┌──

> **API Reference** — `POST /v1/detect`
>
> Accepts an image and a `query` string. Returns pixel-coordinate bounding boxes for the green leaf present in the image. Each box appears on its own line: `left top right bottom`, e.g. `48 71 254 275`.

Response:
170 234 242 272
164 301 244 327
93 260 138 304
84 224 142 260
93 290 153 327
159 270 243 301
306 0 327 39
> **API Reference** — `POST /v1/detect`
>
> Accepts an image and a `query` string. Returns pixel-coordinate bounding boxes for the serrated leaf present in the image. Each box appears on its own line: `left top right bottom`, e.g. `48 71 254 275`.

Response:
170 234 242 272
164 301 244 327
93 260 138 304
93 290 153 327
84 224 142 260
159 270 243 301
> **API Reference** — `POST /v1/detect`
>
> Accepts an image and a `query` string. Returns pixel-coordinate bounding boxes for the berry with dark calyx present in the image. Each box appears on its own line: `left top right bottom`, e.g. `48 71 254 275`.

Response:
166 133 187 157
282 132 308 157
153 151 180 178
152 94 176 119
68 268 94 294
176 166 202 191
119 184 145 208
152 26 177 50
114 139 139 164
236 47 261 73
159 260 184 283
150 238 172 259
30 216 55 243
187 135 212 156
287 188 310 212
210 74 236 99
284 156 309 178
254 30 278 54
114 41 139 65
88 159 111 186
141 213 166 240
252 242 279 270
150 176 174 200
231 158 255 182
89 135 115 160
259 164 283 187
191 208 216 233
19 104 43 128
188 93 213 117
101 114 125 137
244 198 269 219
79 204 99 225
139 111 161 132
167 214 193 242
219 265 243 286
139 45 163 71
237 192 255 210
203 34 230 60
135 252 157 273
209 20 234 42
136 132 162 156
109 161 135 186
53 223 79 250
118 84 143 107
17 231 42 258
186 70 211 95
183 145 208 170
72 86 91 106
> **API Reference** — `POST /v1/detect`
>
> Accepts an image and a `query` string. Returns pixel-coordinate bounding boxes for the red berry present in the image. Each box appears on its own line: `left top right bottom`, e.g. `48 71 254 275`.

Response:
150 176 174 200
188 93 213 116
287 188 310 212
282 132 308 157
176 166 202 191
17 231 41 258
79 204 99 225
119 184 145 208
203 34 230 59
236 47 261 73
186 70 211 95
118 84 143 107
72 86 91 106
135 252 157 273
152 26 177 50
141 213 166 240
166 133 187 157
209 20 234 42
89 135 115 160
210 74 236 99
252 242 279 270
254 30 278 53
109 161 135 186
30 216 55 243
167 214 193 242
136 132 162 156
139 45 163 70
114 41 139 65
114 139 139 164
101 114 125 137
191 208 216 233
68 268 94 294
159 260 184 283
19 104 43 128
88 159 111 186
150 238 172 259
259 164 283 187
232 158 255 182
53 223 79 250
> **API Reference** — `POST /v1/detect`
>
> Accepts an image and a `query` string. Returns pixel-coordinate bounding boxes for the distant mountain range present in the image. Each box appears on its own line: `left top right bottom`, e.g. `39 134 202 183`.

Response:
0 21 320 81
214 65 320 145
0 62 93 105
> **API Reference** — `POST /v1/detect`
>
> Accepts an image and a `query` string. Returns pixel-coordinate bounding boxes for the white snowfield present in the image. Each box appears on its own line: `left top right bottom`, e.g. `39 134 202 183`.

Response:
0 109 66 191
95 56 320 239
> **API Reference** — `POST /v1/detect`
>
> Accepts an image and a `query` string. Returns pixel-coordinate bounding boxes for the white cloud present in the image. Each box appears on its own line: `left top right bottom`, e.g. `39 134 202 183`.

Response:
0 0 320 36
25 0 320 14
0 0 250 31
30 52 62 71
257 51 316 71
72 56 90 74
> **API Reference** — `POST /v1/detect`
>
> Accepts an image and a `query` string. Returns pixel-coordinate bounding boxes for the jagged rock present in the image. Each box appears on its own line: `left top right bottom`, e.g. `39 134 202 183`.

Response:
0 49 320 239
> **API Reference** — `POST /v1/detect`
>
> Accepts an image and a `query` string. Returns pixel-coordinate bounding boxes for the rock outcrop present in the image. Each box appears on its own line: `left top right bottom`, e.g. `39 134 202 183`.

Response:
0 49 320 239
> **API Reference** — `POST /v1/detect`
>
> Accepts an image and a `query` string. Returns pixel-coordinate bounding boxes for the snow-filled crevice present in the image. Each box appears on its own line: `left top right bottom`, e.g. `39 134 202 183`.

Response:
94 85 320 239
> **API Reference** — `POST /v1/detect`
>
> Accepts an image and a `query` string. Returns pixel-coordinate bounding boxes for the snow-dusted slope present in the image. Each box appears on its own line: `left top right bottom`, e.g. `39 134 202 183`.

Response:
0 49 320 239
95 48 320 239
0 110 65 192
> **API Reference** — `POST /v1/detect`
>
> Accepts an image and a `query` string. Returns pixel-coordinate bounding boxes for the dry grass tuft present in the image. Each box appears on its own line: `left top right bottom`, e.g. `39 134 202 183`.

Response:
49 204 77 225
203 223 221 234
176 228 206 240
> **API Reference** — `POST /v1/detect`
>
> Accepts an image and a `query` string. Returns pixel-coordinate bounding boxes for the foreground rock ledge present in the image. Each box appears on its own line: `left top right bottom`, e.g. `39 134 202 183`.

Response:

└──

* YOUR TASK *
Retype the records that precede this task, keeping them exactly the same.

* FINISHED TASK *
> **API Reference** — `POST /v1/detect`
>
> Accepts an image and a `query` string. Returns pixel-coordinate bounding boxes for the green leaf present in the image. Each box appears on its own line: `left top right bottom`, e.g. `48 71 254 275`.

Response:
170 234 242 272
164 301 244 327
93 260 138 304
84 224 142 260
93 290 153 327
159 270 243 301
306 0 327 39
> **API Reference** — `POST /v1/detect`
>
> Accepts an image and a `query` string. Returns pixel-coordinate bounding boxes for the serrated leaf present in the image. Each box appears on its own line: `left top right bottom`, e.g. `48 71 254 275`.

Response:
170 234 242 272
164 301 244 327
93 260 138 304
93 290 153 327
84 224 142 260
159 270 243 301
> **API Reference** — `POST /v1/detect`
>
> Accepts an image and a `query` string. Returns pixel-coordinate bounding boxes for the berry with dark calyx present in the image. Each box appears on its own line: `left top right bottom`, e.g. `48 71 254 275`.

Response:
166 133 187 157
282 132 308 157
153 151 180 178
152 94 176 119
68 268 94 294
176 166 202 191
119 184 145 208
152 26 177 50
114 139 139 164
236 47 261 73
159 260 184 283
150 238 172 259
30 216 55 243
187 135 212 156
287 188 310 212
210 74 236 99
284 156 309 178
254 30 278 54
114 41 139 65
88 159 111 186
141 213 166 240
252 242 279 270
150 176 174 200
231 158 255 182
89 135 115 160
259 164 283 187
191 208 216 233
19 104 43 128
188 93 213 117
101 114 125 137
244 198 269 219
79 204 99 225
139 111 161 132
167 214 193 242
219 265 243 286
139 45 163 71
237 192 255 210
203 34 230 60
135 252 157 273
209 20 234 42
136 132 162 156
109 161 135 186
53 223 79 250
118 84 143 107
17 231 42 258
186 70 211 95
183 145 208 170
72 86 91 106
> **API Reference** — `POST /v1/detect`
>
> Accepts an image and a `query` string. Returns pixel-coordinate bounding boxes for the red berry present in the image. Each box appears on its own line: `left top right bottom`, e.g. `48 71 254 275`.

Response:
150 176 174 200
188 93 213 116
287 188 310 212
282 132 308 157
176 166 202 191
17 231 41 258
79 204 99 225
119 184 145 208
203 34 230 59
236 47 261 73
186 70 211 95
118 84 143 107
72 86 91 106
135 252 157 273
152 26 177 50
141 213 166 240
166 133 187 157
209 20 234 42
89 135 115 160
210 74 236 99
252 242 279 270
254 30 278 53
109 161 135 186
30 216 55 243
167 214 193 242
136 132 162 156
139 45 163 70
114 41 139 65
114 139 139 164
101 114 125 137
191 208 216 233
68 268 94 294
159 260 184 283
19 104 43 128
88 159 111 186
150 238 172 259
259 164 283 187
232 158 255 182
53 223 79 250
> **API Reference** — `POST /v1/detect`
>
> Accepts an image and a `query` string. Returns pixel-coordinate bounding boxes for the distant mountain range present in the image. Each box appears on its own line: `left top right bottom`, e.g. `39 134 202 183`.

Response:
0 21 320 81
214 65 320 145
0 62 93 105
> **API Reference** — `POST /v1/detect`
>
> Accepts an image and a `query` string. Returns pixel-coordinate bounding boxes for the white snowfield present in the image. Each box appears on its own line: `left top right bottom`, e.g. `39 134 202 183`.

Response:
0 109 66 191
95 56 320 239
> **API Reference** — `POST /v1/detect`
>
> Accepts an image and a `query` string. Returns pixel-coordinate bounding boxes for the white cloud present in the image. Each box appears on its own line: `left top right bottom`, e.g. `39 134 202 183`.

Response:
0 0 320 36
25 0 320 14
0 0 250 31
30 52 62 71
257 51 316 71
72 56 90 74
> **API Reference** — `POST /v1/detect`
>
> Accepts an image and a `query` string. Returns pixel-coordinate bounding boxes for the jagged rock present in the image. Each box appears on its own line: `left top right bottom`, e.g. `39 134 202 183`.

Response:
0 49 320 239
> **API Reference** — `POST /v1/detect`
>
> Accepts an image and a `query` string. Returns pixel-coordinate bounding boxes for the rock outcrop present in the image. Each box appears on its own line: `left top right bottom`, e.g. `39 134 202 183`.

Response:
0 49 320 239
> **API Reference** — `POST /v1/detect`
>
> Accepts an image and a `query` string. Returns pixel-coordinate bounding boxes for the snow-filled crevice present in the image. Each box appears on its own line: `left top right bottom`, e.g. `39 134 202 183`.

Response:
94 85 320 239
> **API Reference** — `POST /v1/detect`
>
> Accepts an image and a `query` string. Returns pixel-coordinate bounding boxes for the snow-dusted slope present in the image. Each box appears on its own line: `left top right bottom`, e.g. `39 134 202 183`.

Response:
0 49 320 239
95 48 320 239
0 110 65 192
> **API Reference** — `POST /v1/detect`
>
> Accepts an image and a `query` string. Returns pixel-coordinate bounding boxes for the dry grass tuft present in the image. Each box appears on its own line: `left top right bottom`, e.g. `39 134 202 183`.

Response:
49 204 77 225
203 223 221 234
176 228 206 240
> **API Reference** — `POST /v1/detect`
>
> Accepts an image and a `query` string. Returns pixel-coordinate bounding boxes for the foreground rock ledge present in the image. Each box appears on its own line: `left top right bottom`, e.g. `39 134 202 183`.

Response:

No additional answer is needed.